## STUDY QUESTIONS
- A) In the article about the Melvins' 40-year anniversary tour, where did the band Boris get its name?
- B) Continue the article about the Melvins' 40-year anniversary tour from the point where it stops.

## EXTRACTED TEXT
For a guy whose riffs have influenced generations of musicians and helped spawn several genres, namely grunge and sludge metal, King Buzzo aka Buzz Osborne doesn’t spend too much time thinking about his legacy. Instead, Osborne is too busy continuing to churn out material at a truly impressive rate. Just last year, his band, Melvins, released their 27th studio album Bad Mood Rising and, according to Osbourne, they just finished up number 28. 

Melvins just hit their 40-year mark as a band and are celebrating the milestone with a co-headlining tour alongside legendary Japanese rock band Boris. It’s a fitting match, as Boris took their name from a song off Melvins’ 1991 album Bullhead. The tour arrives in Seattle Friday, September 1, at the Showbox—it will be a night of loud amps to the face.

Instead of soaking up the glory and basking in the anniversary limelight, Osborne has a much more practical, down-to-earth take on Melvins' ability to stand the test of time. When I bring up the idea of being a band for four decades, he practically laughs it off. 

“It's a big deal, I guess,” Osborne said. “I'm glad I'm still able to make a living at doing what I'm doing. And nobody's buying me out and firing me. So that's good.”

Melvins will be playing this tour without their longtime drummer Dale Crover, who joined the band back in 1984, just one year after they got their start. On August 23, Melvins posted an update to social media announcing Crover would be sitting out the tour to undergo immediate emergency spinal surgery. In his place will be Big Business and High on Fire drummer Coady Willis. A good majority of these songs won’t be anything new for Willis, as he played with Melvins for a number of years when they had two drummers.

## DATA UNDER STUDY
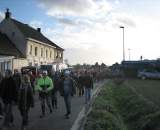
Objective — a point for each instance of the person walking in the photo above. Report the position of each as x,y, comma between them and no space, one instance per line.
80,84
1,110
17,78
45,86
88,85
25,100
56,80
9,96
67,90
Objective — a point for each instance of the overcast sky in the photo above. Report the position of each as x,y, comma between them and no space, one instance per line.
89,30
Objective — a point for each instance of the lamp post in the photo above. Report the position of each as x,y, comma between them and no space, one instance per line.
129,51
123,43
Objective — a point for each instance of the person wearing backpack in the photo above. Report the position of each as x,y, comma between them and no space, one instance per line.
45,86
25,100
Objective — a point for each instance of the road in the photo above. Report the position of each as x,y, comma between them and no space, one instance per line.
53,121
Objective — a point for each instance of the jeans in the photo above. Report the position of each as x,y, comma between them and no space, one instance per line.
87,95
8,119
1,110
45,97
24,114
67,100
54,99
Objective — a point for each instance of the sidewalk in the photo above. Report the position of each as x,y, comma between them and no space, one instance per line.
56,120
81,119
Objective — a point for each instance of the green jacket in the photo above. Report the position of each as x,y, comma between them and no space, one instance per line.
45,84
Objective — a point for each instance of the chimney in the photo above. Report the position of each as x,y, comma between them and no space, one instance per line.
39,30
7,14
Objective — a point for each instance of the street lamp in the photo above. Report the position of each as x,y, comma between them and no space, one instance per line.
129,51
123,43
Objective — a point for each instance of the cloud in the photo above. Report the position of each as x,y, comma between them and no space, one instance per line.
66,21
74,7
36,24
123,19
1,16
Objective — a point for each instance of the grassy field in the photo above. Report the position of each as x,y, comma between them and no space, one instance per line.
121,106
150,89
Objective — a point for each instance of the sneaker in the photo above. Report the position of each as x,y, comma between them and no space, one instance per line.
42,116
51,111
1,116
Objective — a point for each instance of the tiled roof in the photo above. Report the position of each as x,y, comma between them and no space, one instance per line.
30,32
8,48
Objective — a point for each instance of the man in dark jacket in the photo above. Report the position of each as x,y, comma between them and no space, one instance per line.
67,90
17,78
26,100
1,111
80,84
9,95
88,85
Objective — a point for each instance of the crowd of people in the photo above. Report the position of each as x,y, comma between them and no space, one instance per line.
20,90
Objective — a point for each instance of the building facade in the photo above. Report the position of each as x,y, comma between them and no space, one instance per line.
31,47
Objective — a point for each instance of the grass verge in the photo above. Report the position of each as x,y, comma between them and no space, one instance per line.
119,107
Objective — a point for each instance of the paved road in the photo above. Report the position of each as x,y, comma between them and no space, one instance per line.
54,121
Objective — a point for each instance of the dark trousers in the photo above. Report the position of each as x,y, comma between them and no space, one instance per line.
1,110
54,100
81,90
45,97
24,115
67,100
8,117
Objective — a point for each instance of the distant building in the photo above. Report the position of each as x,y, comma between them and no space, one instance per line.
22,45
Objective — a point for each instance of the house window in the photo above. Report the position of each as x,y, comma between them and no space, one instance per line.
50,54
60,55
13,34
30,51
46,53
57,55
41,52
36,51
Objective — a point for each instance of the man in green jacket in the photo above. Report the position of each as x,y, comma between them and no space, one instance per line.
44,86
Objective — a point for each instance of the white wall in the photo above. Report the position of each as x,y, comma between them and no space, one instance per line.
7,27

## RESPONSES BY ITEM NUMBER
- A) Boris took its name from a song on Melvins' 1991 album Bullhead.

- B)
Though Osborne has spent the majority of his music career outside Washington, he has strong ties to the Northwest—he grew up in the small town of Montesano and honed his craft practicing in an Aberdeen basement, the same town where Nirvana would later blossom. Kurt Cobain often praised Melvins as one of his main musical influences. 

“Ideas we had and influence we had changed music on a global level. I don't spend a whole lot of time thinking about that kind of stuff, but it's the truth. People can rewrite history any way they want to, but just wouldn't be true. They think that since we haven't had gold albums and played arenas that what we did doesn't matter. But you know, for the vast majority of people that buy records by the millions, they wouldn't like our stuff.”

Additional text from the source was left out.